Requirements =
Write out all the material exactly. Leave nothing out.

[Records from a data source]
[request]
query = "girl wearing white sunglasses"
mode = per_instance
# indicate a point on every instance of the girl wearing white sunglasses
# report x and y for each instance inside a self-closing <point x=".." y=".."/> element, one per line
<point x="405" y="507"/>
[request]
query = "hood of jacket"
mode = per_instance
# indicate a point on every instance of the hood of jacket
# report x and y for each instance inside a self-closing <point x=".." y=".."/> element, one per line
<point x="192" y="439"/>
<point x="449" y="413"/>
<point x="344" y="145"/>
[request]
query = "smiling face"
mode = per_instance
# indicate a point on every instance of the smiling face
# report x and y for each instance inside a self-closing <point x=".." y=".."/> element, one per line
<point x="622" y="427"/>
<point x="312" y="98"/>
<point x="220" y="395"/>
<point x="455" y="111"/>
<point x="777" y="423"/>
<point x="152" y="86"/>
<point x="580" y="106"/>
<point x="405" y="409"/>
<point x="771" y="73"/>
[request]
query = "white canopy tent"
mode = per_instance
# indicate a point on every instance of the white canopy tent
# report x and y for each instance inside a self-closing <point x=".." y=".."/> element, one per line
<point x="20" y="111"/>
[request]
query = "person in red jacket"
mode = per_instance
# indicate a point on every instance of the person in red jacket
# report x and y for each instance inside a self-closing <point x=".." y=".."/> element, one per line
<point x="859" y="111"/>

Answer to this problem =
[request]
query = "girl wearing white sunglasses"
mode = per_instance
# indicate a point on every instance of the girl wearing white sunglasses
# report x and y for each instance inside a self-closing <point x=".." y=".."/> element, one per line
<point x="405" y="507"/>
[request]
query = "hood of jacket"
mode = per_instance
# indicate a point on every instance of the hood of jacket
# report x and y for each instance inside a self-closing <point x=".." y=".."/> element, one per line
<point x="192" y="439"/>
<point x="449" y="413"/>
<point x="344" y="145"/>
[request]
query = "smiling face"
mode = per_instance
# indicate a point on every instance of the smiling face
# report x and y for each instance inside a self-closing <point x=".." y=".."/> element, one per line
<point x="622" y="427"/>
<point x="312" y="98"/>
<point x="220" y="395"/>
<point x="455" y="111"/>
<point x="777" y="423"/>
<point x="152" y="86"/>
<point x="580" y="106"/>
<point x="405" y="409"/>
<point x="771" y="73"/>
[request]
query = "white canopy tent"
mode = per_instance
# indicate a point on every instance of the white canopy tent
# report x and y for each instance inside a self-closing <point x=".." y=".."/> element, one per line
<point x="20" y="111"/>
[request]
query = "person in red jacket"
mode = per_instance
# indicate a point on every instance of the person in red jacket
# report x and y for each instance inside a self-closing <point x=".." y=".."/> element, one per line
<point x="859" y="111"/>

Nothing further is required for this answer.